(Reading text):
::::::

Account group types

When you create a new account group, you also indicate what type of account group you want it to be. Different account group types yield different results in your financial reports.

Types of account groups

Accounts

These are the simplest and most basic type of account groups. They consist of 1 or more GL accounts from your chart of accounts. You can include individual named accounts or ranges of accounts.

Account

Account

Account

Account






Account Group






Financial Report

For example, you might create a Cash and Cash Equivalents account group that contains various bank and investment accounts.

Account groups

A "group of account groups" contains other account groups, thus forming a hierarchy. You can have groups within groups within groups, and so on, to any level of depth.

For example, the Assets account group might consist of 4 discrete account groups: Current Assets, Fixed Assets, Intangible Assets, and Other Assets. Each account group can contain additional subgroups.

A balance sheet example in US dollars for four account groups: Current Assets, Fixed Assets, Intangible Assets and Other Assets.

In the example, some account groups (such as Fixed Assets and Intangible Assets) are collapsed to show only a summary amount, while Cash and Cash Equivalents is expanded to show individual accounts. When a report is viewed on the page, you can use the expand/collapse arrows to control the level of detail.

Statistical Accounts

Statistical account groups include accounts that contain specific nonfinancial data, such as headcount, hospital beds, square footage, or hotel rooms. Using statistical account groups, you can calculate against and report on data to get a virtually unlimited variety of ratios and business metrics, such as average deal size or revenue per hotel room.

Category or Statistical Category

These apply if you used a setup template when you first created your company in Intacct. If so, the system automatically assigns pre-configured account groups to each of the accounts in your chart of accounts; those account groups, in turn, are used in pre-designed standard financial reports and graphs. Creating new categories isn't supported.

::::::

(What this task involves): Return, word for word, the portion of the account group types text starting at "Statistical Accounts" and ending at "per hotel room.".

(Image-grounded pointing data):
::::::

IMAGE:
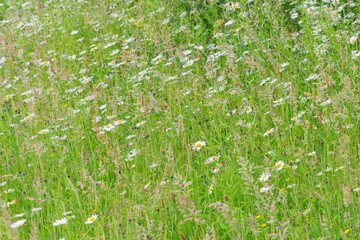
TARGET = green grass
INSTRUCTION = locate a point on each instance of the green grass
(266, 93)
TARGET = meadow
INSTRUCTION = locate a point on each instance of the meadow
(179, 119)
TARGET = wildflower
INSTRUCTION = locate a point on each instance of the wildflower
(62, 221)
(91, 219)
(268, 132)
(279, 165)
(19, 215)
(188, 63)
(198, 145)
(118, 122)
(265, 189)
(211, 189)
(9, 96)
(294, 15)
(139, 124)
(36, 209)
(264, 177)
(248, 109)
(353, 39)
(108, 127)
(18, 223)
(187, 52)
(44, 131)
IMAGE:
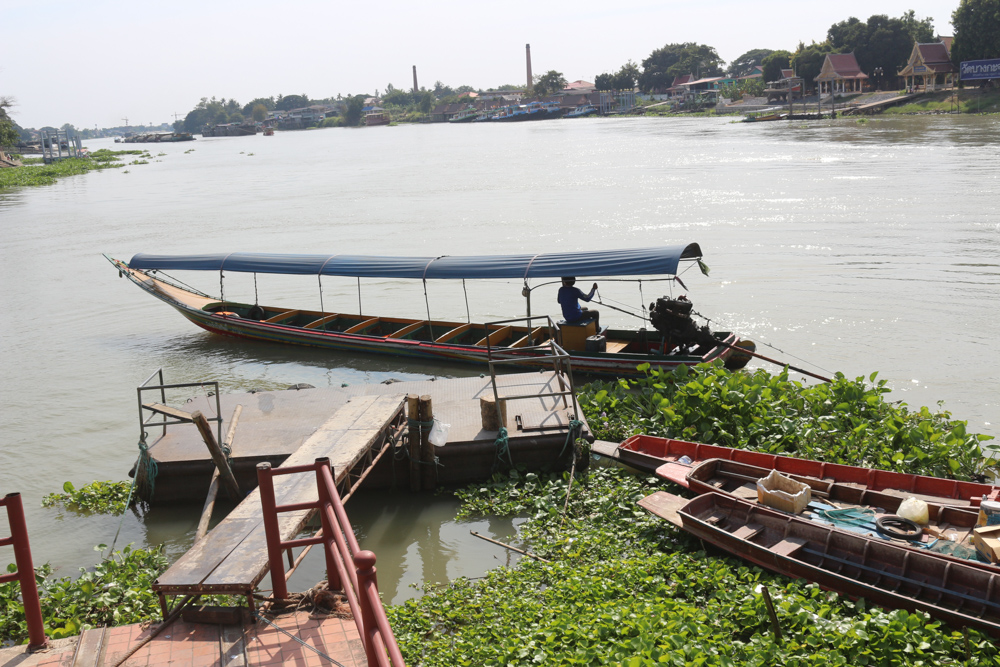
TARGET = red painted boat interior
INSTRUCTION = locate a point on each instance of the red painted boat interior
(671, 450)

::::::

(Task answer):
Statistical Accounts

Statistical account groups include accounts that contain specific nonfinancial data, such as headcount, hospital beds, square footage, or hotel rooms. Using statistical account groups, you can calculate against and report on data to get a virtually unlimited variety of ratios and business metrics, such as average deal size or revenue per hotel room.